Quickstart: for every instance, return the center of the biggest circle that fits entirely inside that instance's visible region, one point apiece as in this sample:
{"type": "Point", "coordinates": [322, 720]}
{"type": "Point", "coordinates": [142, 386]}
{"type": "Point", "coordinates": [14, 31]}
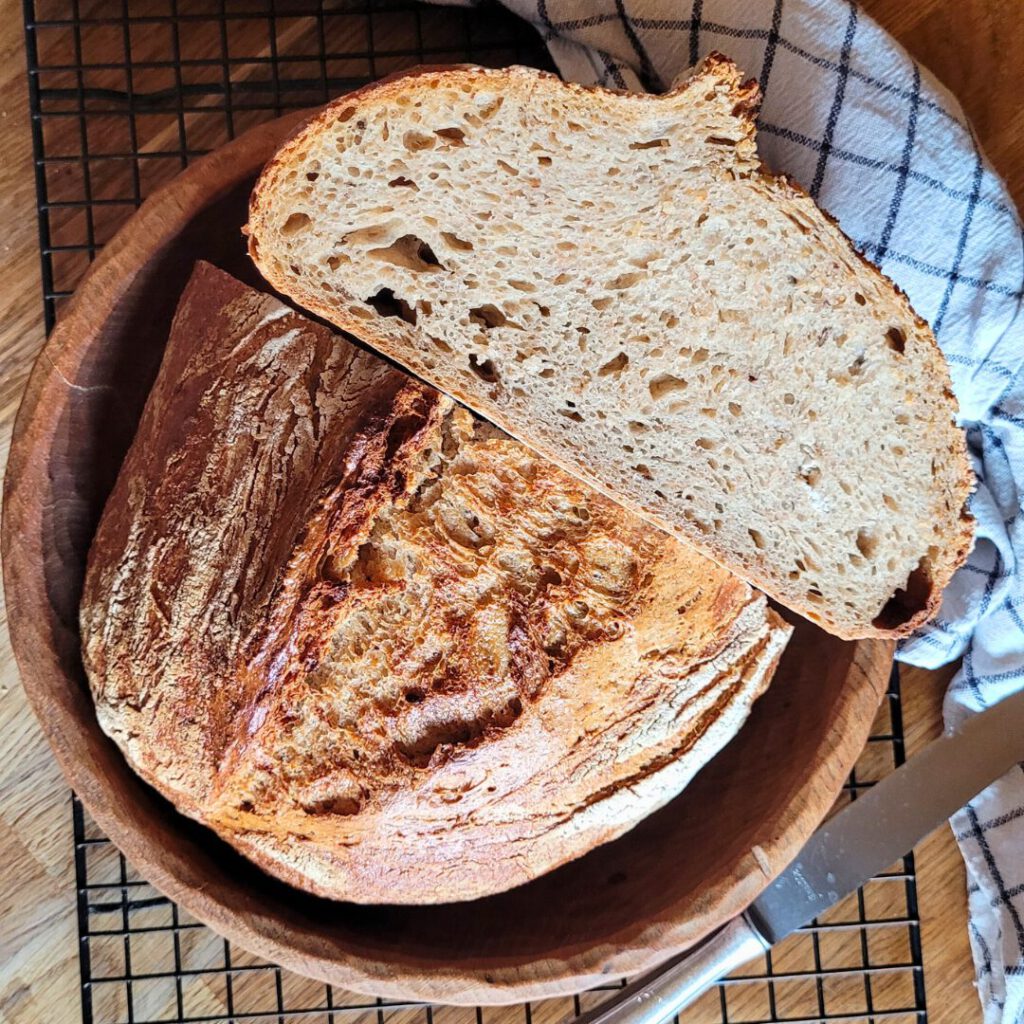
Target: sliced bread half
{"type": "Point", "coordinates": [615, 281]}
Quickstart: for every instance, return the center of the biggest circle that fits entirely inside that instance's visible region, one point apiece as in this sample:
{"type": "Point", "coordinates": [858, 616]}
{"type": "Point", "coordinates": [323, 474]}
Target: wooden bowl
{"type": "Point", "coordinates": [620, 909]}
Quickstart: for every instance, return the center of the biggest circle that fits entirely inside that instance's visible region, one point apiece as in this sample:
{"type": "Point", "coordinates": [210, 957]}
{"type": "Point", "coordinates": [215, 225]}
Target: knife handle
{"type": "Point", "coordinates": [659, 994]}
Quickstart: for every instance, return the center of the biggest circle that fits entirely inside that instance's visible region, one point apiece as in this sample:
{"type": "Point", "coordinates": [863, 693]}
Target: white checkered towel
{"type": "Point", "coordinates": [887, 150]}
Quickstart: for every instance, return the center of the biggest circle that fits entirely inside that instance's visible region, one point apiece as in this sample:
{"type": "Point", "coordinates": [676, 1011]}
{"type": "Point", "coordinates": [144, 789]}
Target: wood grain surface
{"type": "Point", "coordinates": [972, 45]}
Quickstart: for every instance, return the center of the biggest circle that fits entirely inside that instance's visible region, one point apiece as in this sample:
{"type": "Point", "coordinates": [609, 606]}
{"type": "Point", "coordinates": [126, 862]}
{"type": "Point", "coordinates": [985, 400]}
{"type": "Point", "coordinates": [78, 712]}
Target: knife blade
{"type": "Point", "coordinates": [848, 850]}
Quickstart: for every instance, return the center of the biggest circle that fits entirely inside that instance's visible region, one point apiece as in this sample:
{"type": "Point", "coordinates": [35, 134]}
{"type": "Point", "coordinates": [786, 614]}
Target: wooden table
{"type": "Point", "coordinates": [972, 45]}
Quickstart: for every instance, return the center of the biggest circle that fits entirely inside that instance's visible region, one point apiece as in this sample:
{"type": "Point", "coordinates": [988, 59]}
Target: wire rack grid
{"type": "Point", "coordinates": [123, 95]}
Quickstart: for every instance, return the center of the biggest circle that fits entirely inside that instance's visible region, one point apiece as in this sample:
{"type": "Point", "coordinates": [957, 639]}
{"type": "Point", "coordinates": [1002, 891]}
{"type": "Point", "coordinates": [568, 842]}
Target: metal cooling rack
{"type": "Point", "coordinates": [123, 95]}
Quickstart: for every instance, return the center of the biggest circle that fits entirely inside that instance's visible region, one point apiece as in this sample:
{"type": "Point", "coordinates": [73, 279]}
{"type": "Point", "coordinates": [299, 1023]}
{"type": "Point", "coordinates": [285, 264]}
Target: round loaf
{"type": "Point", "coordinates": [383, 649]}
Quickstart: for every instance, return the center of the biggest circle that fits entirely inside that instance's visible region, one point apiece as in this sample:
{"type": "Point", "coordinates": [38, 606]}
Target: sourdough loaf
{"type": "Point", "coordinates": [615, 281]}
{"type": "Point", "coordinates": [383, 649]}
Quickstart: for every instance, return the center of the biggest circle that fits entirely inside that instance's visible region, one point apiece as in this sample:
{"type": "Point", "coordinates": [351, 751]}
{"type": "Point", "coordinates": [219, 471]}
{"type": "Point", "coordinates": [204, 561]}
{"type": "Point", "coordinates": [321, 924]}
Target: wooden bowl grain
{"type": "Point", "coordinates": [620, 909]}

* * * * *

▶ What is required: All entries must be written out again exactly as given, with no pictures in the copy.

▶ Answer to the task:
Quickstart: for every instance, return the center of the biggest circle that fits entirely inside that instance's visible region, one point apiece as in this sample:
{"type": "Point", "coordinates": [322, 720]}
{"type": "Point", "coordinates": [142, 386]}
{"type": "Point", "coordinates": [14, 31]}
Target: sliced bread half
{"type": "Point", "coordinates": [615, 281]}
Quickstart: for every instance, return the center of the biggest circle that fits entirely inside that instance's visible region, one point apiece as in this sample:
{"type": "Point", "coordinates": [858, 616]}
{"type": "Point", "coordinates": [323, 474]}
Target: wooden bowl
{"type": "Point", "coordinates": [620, 909]}
Quickstart: for every instance, return the center of the biggest circle that fits entirely inside that instance's visible region, one point apiece as in this sample:
{"type": "Point", "coordinates": [210, 957]}
{"type": "Point", "coordinates": [215, 225]}
Target: knife handle
{"type": "Point", "coordinates": [659, 994]}
Quickstart: for every instance, return the center of the biggest circle that fits entirely inside that instance's visible region, one point apiece as in this sample:
{"type": "Point", "coordinates": [863, 693]}
Target: white checkered towel
{"type": "Point", "coordinates": [887, 150]}
Quickstart: for every instance, return the center of the biggest circle that fits entirely inside that instance's visible region, one point apiece as in this sample:
{"type": "Point", "coordinates": [676, 1011]}
{"type": "Point", "coordinates": [144, 789]}
Target: wood grain surface
{"type": "Point", "coordinates": [972, 45]}
Quickstart: for every instance, return the center of the biggest circle that fits entirely inside that instance's visible region, one point apiece as in this sample:
{"type": "Point", "coordinates": [609, 606]}
{"type": "Point", "coordinates": [126, 862]}
{"type": "Point", "coordinates": [985, 400]}
{"type": "Point", "coordinates": [78, 712]}
Target: knife blade
{"type": "Point", "coordinates": [848, 850]}
Quickstart: for every instance, return the center of the biggest circle that fits entirely inside that instance's visible region, one point apiece as in this sample:
{"type": "Point", "coordinates": [35, 134]}
{"type": "Point", "coordinates": [786, 614]}
Target: wooden table
{"type": "Point", "coordinates": [972, 45]}
Quickstart: for every instance, return the center of the biggest circle that fits entirely inside that instance's visible region, one point apiece as in this sample:
{"type": "Point", "coordinates": [988, 59]}
Target: wire rack grid
{"type": "Point", "coordinates": [123, 95]}
Quickstart: for every instance, return the center of the biggest circle that fits entirely inside that instance's visible region, one point apiece as in this sample:
{"type": "Point", "coordinates": [957, 639]}
{"type": "Point", "coordinates": [1002, 891]}
{"type": "Point", "coordinates": [568, 842]}
Target: metal cooling rack
{"type": "Point", "coordinates": [123, 95]}
Quickstart: for every instance, return the center of the biggest circle that fits entirely inside that instance's visible region, one point apiece as in this sample:
{"type": "Point", "coordinates": [73, 279]}
{"type": "Point", "coordinates": [299, 1023]}
{"type": "Point", "coordinates": [285, 264]}
Target: round loaf
{"type": "Point", "coordinates": [383, 649]}
Quickstart: for every instance, return the center of the biggest circle that fits entirely inside that instance's visible region, one point apiece as in this sample:
{"type": "Point", "coordinates": [38, 606]}
Target: sourdough loaf
{"type": "Point", "coordinates": [615, 281]}
{"type": "Point", "coordinates": [383, 649]}
Quickstart: for every instance, return the center of the biggest circle that fits entirely inside that instance's visible region, one point apiece as in this sample:
{"type": "Point", "coordinates": [351, 751]}
{"type": "Point", "coordinates": [219, 471]}
{"type": "Point", "coordinates": [204, 561]}
{"type": "Point", "coordinates": [321, 924]}
Target: wooden bowl grain
{"type": "Point", "coordinates": [620, 909]}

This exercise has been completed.